But how, when “the old way” is the only way we know to do these things, do we decondition ourselves from, and unlearn, the old way, so we can learn the new one?

Here are a few ideas:

  1. There is a process used to learn new and exotic (to us) languages called Where are your keys? The idea is to associate phrases with actions, without parsing them grammatically or syntactically. That is how children first learn languages, orally. So someone takes their keys out of their pocket, drops them in front of the group, and says, in Skwxwú7mesh, “Here are my keys.” The rest of the group repeats precisely what was said. There is no parsing what was said grammatically or syntactically. The presenter corrects the pronunciations, and then says, in Skwxwú7mesh, “Where are your keys?” and looks at the group. Almost instinctively the group, perhaps with one participant nodding and speaking first, repeats the learned phrase for “Here are my keys.” The group will then pick up on the process and repeat the question in Skwxwú7mesh “Where are your keys?” and the leader will respond with the now-familiar “Here are my keys”. And every time the group sees a key or someone reaching into their pocket, they will immediately recall the phrase. This is precisely how young children learn language. The leader can now ask “Where are my keys?” in Skwxwú7mesh and introduce the answer “Here are your keys.” in the new language, without any mention of how the language “handles” pronouns. You don’t need to learn syntax, semantics, sentence structure or orthography. Your brain will figure that out mostly subconsciously if and when it’s needed. That’s what brains do. They don’t need to be taught.

TASKS —
• 1. According to the language-learning passage, what four things do you not need to learn?
• 2. Please repeat the part of the language-learning passage starting at "But how, when" and ending at "the new one?".

INFORMATION PROVIDED —
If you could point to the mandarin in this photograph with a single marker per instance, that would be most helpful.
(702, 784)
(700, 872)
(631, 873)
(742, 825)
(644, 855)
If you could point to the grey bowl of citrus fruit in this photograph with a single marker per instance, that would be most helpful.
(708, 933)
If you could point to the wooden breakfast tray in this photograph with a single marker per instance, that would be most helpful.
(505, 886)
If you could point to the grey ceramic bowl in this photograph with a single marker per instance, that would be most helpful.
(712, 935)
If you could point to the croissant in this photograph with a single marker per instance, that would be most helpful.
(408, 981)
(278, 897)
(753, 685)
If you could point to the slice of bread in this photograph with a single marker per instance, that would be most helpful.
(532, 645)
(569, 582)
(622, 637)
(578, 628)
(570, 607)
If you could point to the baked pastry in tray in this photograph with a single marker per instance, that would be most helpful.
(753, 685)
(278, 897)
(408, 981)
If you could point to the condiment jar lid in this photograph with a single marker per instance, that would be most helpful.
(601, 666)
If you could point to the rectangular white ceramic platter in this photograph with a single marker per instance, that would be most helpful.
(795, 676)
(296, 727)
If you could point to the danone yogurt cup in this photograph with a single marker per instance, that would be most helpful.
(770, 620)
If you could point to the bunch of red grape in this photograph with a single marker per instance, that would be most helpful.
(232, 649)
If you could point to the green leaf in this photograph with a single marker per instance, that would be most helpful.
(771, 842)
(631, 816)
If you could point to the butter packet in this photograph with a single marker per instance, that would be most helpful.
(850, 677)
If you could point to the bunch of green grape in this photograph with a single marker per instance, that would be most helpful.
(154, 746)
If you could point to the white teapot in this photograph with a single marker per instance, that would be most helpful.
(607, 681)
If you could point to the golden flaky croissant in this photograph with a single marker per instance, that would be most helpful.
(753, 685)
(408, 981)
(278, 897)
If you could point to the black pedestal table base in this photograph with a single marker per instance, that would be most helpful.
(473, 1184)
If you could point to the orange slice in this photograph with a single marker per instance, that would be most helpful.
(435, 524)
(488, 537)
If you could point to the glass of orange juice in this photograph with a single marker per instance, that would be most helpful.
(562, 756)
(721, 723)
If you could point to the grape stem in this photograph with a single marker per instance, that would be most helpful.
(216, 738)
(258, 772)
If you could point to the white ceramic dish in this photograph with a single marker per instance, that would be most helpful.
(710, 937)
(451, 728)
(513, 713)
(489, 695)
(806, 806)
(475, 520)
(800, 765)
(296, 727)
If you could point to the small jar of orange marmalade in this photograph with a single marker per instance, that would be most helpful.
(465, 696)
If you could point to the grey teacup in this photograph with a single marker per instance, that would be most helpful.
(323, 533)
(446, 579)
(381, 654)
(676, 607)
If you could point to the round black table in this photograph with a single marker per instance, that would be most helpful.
==
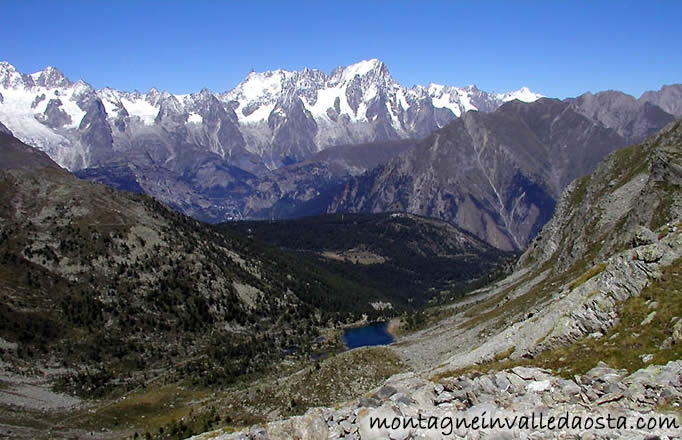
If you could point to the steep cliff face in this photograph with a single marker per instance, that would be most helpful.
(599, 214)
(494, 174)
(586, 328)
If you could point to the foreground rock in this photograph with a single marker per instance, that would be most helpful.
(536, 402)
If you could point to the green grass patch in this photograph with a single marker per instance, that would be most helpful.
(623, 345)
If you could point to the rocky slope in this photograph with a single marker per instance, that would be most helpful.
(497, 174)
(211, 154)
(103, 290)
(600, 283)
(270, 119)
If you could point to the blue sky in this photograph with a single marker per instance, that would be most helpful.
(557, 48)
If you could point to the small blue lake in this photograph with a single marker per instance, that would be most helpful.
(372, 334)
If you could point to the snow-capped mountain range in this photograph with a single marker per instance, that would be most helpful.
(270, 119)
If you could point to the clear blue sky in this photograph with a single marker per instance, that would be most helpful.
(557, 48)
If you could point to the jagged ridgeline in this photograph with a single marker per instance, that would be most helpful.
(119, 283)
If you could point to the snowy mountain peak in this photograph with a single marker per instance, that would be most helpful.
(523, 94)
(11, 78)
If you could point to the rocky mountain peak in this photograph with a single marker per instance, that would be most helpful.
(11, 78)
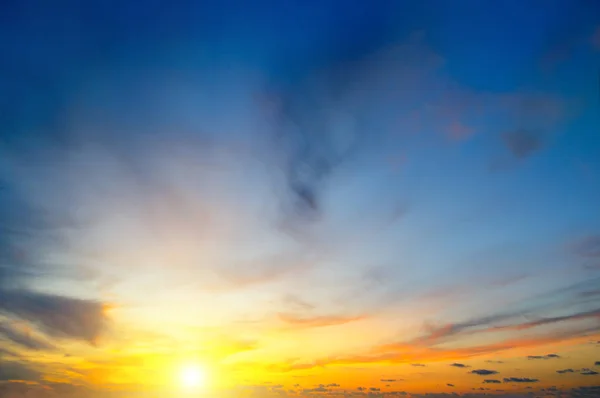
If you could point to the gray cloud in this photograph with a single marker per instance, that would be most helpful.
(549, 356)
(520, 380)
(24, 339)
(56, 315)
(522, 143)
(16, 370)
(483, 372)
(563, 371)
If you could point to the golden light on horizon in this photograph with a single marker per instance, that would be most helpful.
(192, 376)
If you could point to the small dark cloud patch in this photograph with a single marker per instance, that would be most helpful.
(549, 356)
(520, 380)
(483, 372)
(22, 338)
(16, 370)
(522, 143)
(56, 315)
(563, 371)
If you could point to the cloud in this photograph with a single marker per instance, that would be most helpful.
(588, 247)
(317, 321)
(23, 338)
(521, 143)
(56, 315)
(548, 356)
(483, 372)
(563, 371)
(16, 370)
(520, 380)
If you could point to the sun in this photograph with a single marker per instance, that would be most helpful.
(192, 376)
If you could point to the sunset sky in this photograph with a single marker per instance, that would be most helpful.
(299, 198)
---
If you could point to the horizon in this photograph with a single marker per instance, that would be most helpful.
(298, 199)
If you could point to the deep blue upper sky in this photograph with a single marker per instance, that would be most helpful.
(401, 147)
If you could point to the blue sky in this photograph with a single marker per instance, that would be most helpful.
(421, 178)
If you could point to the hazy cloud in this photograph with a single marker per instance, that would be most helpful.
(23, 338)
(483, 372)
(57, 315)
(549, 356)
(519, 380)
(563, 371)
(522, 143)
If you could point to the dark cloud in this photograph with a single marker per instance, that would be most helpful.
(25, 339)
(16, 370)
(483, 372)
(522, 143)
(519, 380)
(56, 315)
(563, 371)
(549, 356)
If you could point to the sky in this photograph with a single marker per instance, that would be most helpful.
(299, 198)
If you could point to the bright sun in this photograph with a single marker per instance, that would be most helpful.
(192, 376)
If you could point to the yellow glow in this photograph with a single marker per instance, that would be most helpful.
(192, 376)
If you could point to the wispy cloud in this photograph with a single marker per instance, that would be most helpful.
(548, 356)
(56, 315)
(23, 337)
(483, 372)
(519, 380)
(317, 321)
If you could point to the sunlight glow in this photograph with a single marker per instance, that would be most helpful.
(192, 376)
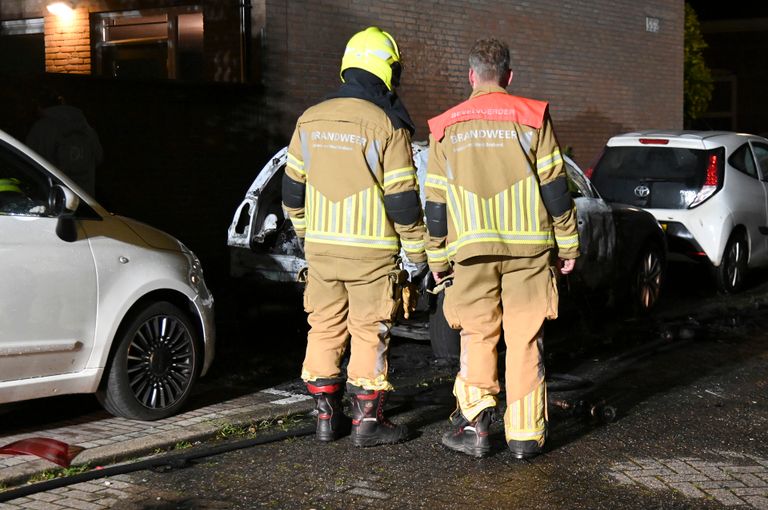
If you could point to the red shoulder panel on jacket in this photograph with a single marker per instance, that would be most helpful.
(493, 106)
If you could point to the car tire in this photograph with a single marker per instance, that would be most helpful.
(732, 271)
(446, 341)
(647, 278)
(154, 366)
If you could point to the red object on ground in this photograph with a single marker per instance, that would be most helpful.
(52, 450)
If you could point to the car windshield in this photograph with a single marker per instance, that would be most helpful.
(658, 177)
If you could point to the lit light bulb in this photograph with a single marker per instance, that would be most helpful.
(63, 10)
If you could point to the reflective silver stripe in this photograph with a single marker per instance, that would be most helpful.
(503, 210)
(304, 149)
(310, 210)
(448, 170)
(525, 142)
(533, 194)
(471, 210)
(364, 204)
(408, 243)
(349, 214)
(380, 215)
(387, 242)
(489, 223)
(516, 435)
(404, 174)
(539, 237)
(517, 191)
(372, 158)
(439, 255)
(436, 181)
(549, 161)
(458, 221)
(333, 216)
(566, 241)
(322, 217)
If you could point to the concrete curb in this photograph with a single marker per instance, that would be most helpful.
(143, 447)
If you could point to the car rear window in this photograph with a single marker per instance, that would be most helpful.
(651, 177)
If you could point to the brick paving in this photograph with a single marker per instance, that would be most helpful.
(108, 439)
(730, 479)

ANSWERS TO EACH TASK —
• 1. syntax, semantics, sentence structure, orthography

• 2.
But how, when “the old way” is the only way we know to do these things, do we decondition ourselves from, and unlearn, the old way, so we can learn the new one?